DOCUMENT →
Il faudrait que tout le monde sache que quand nous sommes arrivés au mois de juillet, nous avons trouvé une situation extrêmement difficile et compliquée. J'en profite pour remercier nos autorités sénégalaises, le ministre Doudou Ka et son équipe qui nous appuient sans relâche et s'investissent pour la compagnie. Nous avons une feuille de route que nous sommes en train de dérouler qui était d'abord axée sur l'arrêt de l'hémorragie financière. Et nous sommes déjà arrivés à cela. Ensuite, il fallait revoir tout ce qui est produit, parce que sans un bon produit ce n'est pas possible. Il fallait jouer sur la ponctualité et, aujourd'hui, la ponctualité s'est beaucoup améliorée. Malheureusement, cette série noire l'a un peu perturbé. Mais, si vous regardez depuis 10 jours, tous nos avions partent maintenant à l'heure et le directeur Commercial et Marketing et ses collaborateurs se sont beaucoup dépensés pour retrouver une bonne tarification qu'il faut adapter à la situation actuelle et qui fait que dans les mois à venir, cette crise financière et cette situation difficile qu'Air Sénégal a vécue seront un vieux souvenir.

CONSIGNES →
- 1) D'après le document, sur quoi la feuille de route était-elle d'abord axée ?
- 2) Traduisez en anglais cette phrase du document : « Il fallait jouer sur la ponctualité et, aujourd'hui, la ponctualité s'est beaucoup améliorée. »
- 3) Relevez toutes les personnes et tous les groupes de personnes qui, selon le document, appuient la compagnie ou se sont investis pour elle.
Les items ne sont pas nécessaires pour répondre.

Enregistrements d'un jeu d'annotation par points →
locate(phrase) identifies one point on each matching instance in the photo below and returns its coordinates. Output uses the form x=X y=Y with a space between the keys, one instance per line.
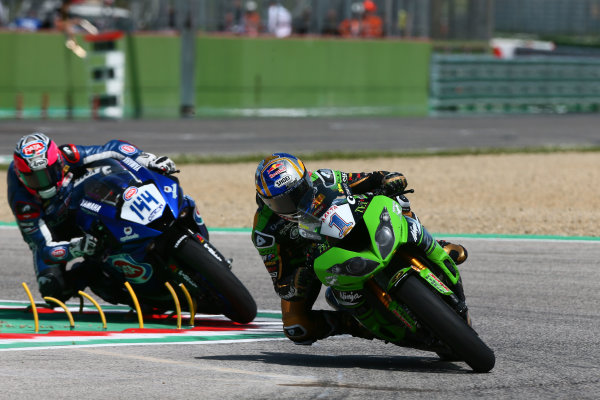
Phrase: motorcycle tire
x=446 y=324
x=237 y=303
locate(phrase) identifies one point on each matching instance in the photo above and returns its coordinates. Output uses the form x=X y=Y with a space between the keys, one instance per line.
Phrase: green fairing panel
x=397 y=221
x=337 y=255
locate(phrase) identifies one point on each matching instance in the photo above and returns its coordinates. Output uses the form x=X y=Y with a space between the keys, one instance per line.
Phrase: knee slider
x=297 y=334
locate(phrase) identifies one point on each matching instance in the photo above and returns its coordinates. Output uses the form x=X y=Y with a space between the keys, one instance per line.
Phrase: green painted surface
x=234 y=76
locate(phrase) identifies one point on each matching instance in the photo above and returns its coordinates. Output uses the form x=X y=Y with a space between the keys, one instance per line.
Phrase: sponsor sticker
x=127 y=149
x=33 y=149
x=129 y=193
x=276 y=169
x=58 y=253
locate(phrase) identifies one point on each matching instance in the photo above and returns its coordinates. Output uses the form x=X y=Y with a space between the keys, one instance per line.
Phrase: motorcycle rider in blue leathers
x=40 y=180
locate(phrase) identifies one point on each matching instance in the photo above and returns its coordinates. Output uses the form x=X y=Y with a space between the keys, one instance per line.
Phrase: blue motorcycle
x=147 y=235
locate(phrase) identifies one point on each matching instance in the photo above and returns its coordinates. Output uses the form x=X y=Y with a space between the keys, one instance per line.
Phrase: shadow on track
x=392 y=363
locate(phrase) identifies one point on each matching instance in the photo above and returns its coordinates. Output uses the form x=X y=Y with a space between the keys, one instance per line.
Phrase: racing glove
x=393 y=184
x=83 y=246
x=162 y=164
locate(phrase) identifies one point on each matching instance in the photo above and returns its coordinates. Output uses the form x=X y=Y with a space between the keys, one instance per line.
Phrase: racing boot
x=457 y=252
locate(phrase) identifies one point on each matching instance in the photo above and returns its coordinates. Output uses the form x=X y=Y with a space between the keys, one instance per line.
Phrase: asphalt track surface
x=534 y=302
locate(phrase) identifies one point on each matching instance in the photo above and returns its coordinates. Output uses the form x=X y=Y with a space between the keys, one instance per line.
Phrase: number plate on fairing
x=143 y=204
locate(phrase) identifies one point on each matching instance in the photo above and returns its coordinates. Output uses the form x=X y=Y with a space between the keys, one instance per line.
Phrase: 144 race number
x=142 y=204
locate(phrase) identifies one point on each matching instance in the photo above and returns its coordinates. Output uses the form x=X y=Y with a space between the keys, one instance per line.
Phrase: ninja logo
x=263 y=240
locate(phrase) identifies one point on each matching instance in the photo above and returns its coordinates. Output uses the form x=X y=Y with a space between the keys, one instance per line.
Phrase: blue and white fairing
x=130 y=201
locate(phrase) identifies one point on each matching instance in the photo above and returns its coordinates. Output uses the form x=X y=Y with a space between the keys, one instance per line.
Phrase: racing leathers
x=46 y=224
x=288 y=258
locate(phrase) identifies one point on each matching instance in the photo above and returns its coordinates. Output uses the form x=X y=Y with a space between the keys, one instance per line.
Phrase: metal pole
x=187 y=29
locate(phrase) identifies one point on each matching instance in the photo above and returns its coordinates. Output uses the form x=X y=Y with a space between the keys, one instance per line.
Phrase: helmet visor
x=43 y=178
x=286 y=204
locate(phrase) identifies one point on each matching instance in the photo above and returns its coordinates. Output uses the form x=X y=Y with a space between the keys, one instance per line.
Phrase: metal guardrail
x=485 y=84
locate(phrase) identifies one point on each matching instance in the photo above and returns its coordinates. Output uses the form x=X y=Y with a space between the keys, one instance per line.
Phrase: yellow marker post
x=95 y=303
x=64 y=307
x=136 y=304
x=33 y=308
x=177 y=306
x=190 y=304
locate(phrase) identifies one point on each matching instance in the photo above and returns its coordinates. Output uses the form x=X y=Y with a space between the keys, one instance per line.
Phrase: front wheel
x=227 y=292
x=446 y=325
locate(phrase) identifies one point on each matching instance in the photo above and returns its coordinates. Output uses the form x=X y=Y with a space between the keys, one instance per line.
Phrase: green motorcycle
x=363 y=253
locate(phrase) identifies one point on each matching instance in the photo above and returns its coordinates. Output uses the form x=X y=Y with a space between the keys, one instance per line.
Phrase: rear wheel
x=446 y=325
x=225 y=290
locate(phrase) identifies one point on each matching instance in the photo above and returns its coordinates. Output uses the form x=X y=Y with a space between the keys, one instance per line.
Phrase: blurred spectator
x=330 y=25
x=279 y=21
x=364 y=21
x=232 y=20
x=251 y=19
x=350 y=27
x=302 y=23
x=68 y=23
x=372 y=24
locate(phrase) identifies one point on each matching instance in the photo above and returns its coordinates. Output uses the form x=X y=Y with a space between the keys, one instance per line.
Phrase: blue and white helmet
x=281 y=182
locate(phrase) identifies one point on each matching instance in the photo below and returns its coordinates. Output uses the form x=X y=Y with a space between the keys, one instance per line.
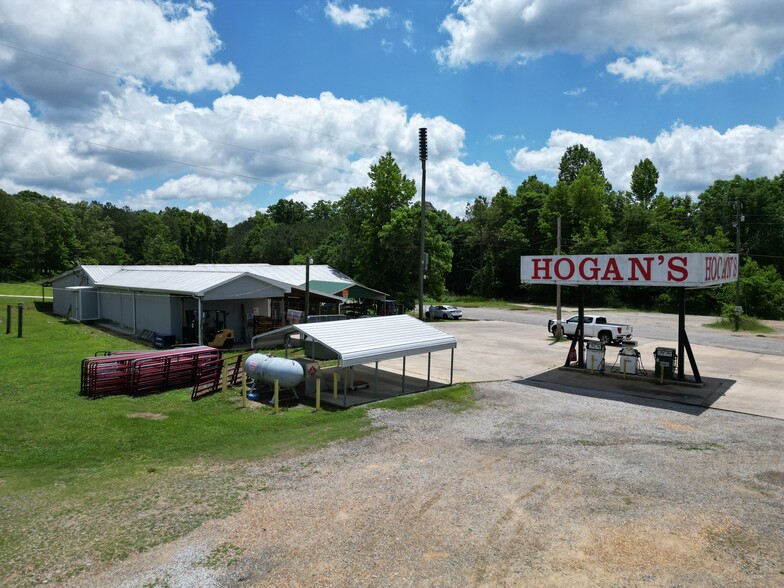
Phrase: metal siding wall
x=111 y=305
x=153 y=313
x=89 y=307
x=62 y=298
x=176 y=314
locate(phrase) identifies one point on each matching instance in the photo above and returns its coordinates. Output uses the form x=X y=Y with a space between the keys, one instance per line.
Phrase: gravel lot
x=532 y=487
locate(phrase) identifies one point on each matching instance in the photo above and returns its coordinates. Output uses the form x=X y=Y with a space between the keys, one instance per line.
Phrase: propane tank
x=267 y=369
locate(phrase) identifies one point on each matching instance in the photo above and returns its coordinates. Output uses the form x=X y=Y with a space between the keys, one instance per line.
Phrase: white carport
x=369 y=340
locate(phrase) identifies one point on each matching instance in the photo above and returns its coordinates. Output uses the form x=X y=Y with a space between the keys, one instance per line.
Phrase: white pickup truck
x=594 y=325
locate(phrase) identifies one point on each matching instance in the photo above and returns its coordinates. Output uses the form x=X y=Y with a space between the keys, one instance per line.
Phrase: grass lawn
x=85 y=480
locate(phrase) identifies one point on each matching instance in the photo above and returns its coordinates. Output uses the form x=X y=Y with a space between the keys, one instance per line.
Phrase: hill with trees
x=372 y=234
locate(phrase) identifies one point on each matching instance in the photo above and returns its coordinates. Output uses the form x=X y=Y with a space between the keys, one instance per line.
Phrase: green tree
x=576 y=158
x=98 y=243
x=645 y=177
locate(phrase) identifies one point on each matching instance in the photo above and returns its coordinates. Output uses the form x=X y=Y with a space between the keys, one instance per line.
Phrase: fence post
x=244 y=389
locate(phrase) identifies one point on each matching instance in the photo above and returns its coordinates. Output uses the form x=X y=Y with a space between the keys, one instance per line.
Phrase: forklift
x=214 y=329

SOLUTIONS DANS L'ORDRE →
- 1) Sur l'arrêt de l'hémorragie financière.

- 2) We had to work on punctuality and, today, punctuality has greatly improved.

- 3) Nos autorités sénégalaises ; le ministre Doudou Ka ; son équipe ; le directeur Commercial et Marketing ; ses collaborateurs.